═══ Excerpt provided

Thread: Massive Unicode Grumble....

  1. #1
    Banned
    Join Date
    Aug 2010
    Location
    Ontario Canada
    Posts
    9,547

    Massive Unicode Grumble....

    Boy oh boy what I wouldn't like to do to the fool who invented 1,813 different ways of storing "plain text" files....

    Frustrated to no end with BOMs and LE and BE and CR/LF and LF/CR... and on and on and on...

    Really... what on earth were they thinking?

  2. #2
    C++まいる!Cをこわせ!
    Join Date
    Oct 2007
    Location
    Inside my computer
    Posts
    24,654
    Use a library. Let them eat the complexity. Abstractions are good.
    Quote Originally Posted by Adak View Post
    io.h certainly IS included in some modern compilers. It is no longer part of the standard for C, but it is nevertheless, included in the very latest Pelles C versions.
    Quote Originally Posted by Salem View Post
    You mean it's included as a crutch to help ancient programmers limp along without them having to relearn too much.

    Outside of your DOS world, your header file is meaningless.

  3. #3
    Lurking whiteflags's Avatar
    Join Date
    Apr 2006
    Location
    United States
    Posts
    9,612
    Or invent a time machine. This could have been prevented by protecting the Tower of Babel.

  4. #4
    Banned
    Join Date
    Aug 2010
    Location
    Ontario Canada
    Posts
    9,547
    Quote Originally Posted by Elysia View Post
    Use a library. Let them eat the complexity. Abstractions are good.
    I don't shy away from complexity.
    Actually I prefer to (and did) write my own library for it... nearly 100 lines of code, just to open a .txt file... My Lord!

    Code:
    // convert mbyte to utf16le for parser
    void CopyMByte(PBYTE Buf, DWORD Bytes)
      { PWCHAR ut = calloc(Bytes + 1,sizeof(WCHAR));     // unicode buffer
        try
          { if (MultiByteToWideChar(CP_UTF8,0,(PCHAR)Buf,Bytes,ut,Bytes * sizeof(WCHAR)) < 1) 
              Exception(0xE0640006);
            CopyWChar( ut ); }    
        finally
          { free (ut); } }
    
    
    
    // convert UTF-16 byte order
    void FlipEndian(PBYTE Buf, DWORD Bytes)
      { BYTE t; // temp for swaps
        for (INT i = 0; i < Bytes; i += 2)

══════
═══ Source excerpt

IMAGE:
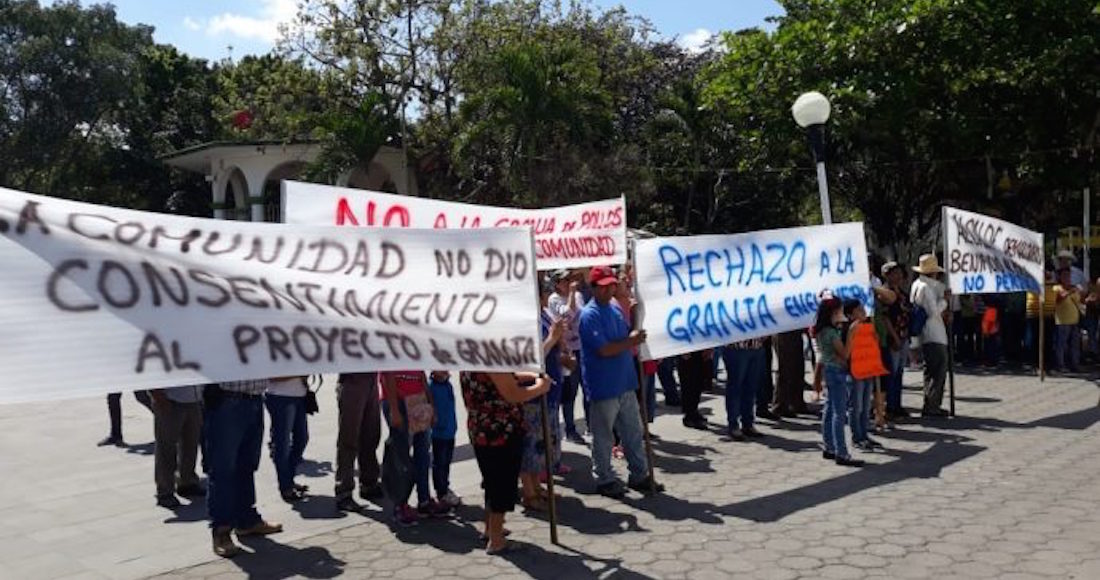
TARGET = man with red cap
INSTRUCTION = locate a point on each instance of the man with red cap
(611, 380)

══════

◆ **What you need to do**:
Continue the Unicode forum thread from the point where it stops. The data here was taken from a separate source.

◆ **Task answer**:
          { t = Buf[i];
            Buf[i] = Buf[i + 1];
            Buf[i + 1] = t; } }
    
    
    
    // open and translate file
    BOOL FileLaunch(PWCHAR FileName)
      { PBYTE  rf;      // raw file data
        DWORD  br;      // bytes read
        // load the raw file
        { HANDLE pl;    // playlist file handle 
          DWORD  fs;    // file size
          // get path to file
          wcsncpy(FilePath,FileName,MAX_PATH);
          PathRemoveFileSpec(FilePath);
          wcscat(FilePath,L"\\");
          // open the file
          pl = CreateFile(FileName,GENERIC_READ,0,NULL,OPEN_EXISTING,FILE_ATTRIBUTE_NORMAL,NULL);
          if (pl == INVALID_HANDLE_VALUE)
            Exception(GetLastError());
          fs = GetFileSize(pl,NULL);        
          rf = calloc(fs + 2, sizeof(BYTE));
          if (! ReadFile(pl, rf, fs, &br, NULL))
            Exception(GetLastError());
          CloseHandle(pl);  
          if (br != fs)
            Exception(0xE00640007); } 
        try                                   
         { DWORD bom = *(DWORD*)rf;
           if ((bom == 0x0000FEFF) || (bom == 0xFFFE0000))  // utf32le bom  
             Exception(0xE0640002);                         // utf32be bom  
           else if ((bom & 0xFFFF) == 0xFFFE)               // utf16be bom
             { FlipEndian(rf,br);
               CopyWChar((PWCHAR) rf + 1); }
           else if ((bom & 0xFFFF) == 0xFEFF)               // utf16le bom
             CopyWChar((PWCHAR) rf + 1);  
           else if ((bom & 0xFFFFFF) == 0xBFBBEF)           // utf8 bom
             CopyMByte(rf + 3, br - 3);
           else                                             // no known bom, probe the file
             { if (! memchr(rf, 0x00, br))                  // 8 bit text has no nulls
                 CopyMByte(rf,br);                          // ansi / utf8 no bom
               else 
                { PBYTE lf = memchr(rf,0x0A,br);            // lf is always present as 1 byte.
                  if (!lf) 
                    Exception(0xE0640003);
                  if ((!(*(DWORD*)(lf - 3) & 0x00FFFFFF)) ||    //utf32be no bom
                       (!(*(DWORD*)lf & 0xFFFFFF00)))           //utf32le no bom
                     Exception(0xE0640002);    
                  if ((lf - rf) & 1)                        // big endian? (lf at odd offset)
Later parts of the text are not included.